| AIM |
Rewrite the records from their beginning through the line containing "column 553, row 444", swapping "rusty" for "corroded" and leaving everything else unchanged.

| GIVEN ENTRIES |
## start

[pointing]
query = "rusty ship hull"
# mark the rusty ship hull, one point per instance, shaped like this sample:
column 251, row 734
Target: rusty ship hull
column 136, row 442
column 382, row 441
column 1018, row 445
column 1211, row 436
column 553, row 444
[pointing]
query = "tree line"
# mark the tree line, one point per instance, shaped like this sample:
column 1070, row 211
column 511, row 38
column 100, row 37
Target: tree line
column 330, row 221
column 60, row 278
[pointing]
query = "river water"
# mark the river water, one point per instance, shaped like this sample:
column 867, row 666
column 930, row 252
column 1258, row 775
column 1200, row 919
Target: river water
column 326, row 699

## end

| TASK ANSWER |
[pointing]
query = "corroded ship hull"
# mark the corroded ship hull, one point per instance, shaped like this sample:
column 251, row 734
Target: corroded ship hull
column 136, row 442
column 382, row 441
column 1018, row 445
column 1211, row 436
column 553, row 444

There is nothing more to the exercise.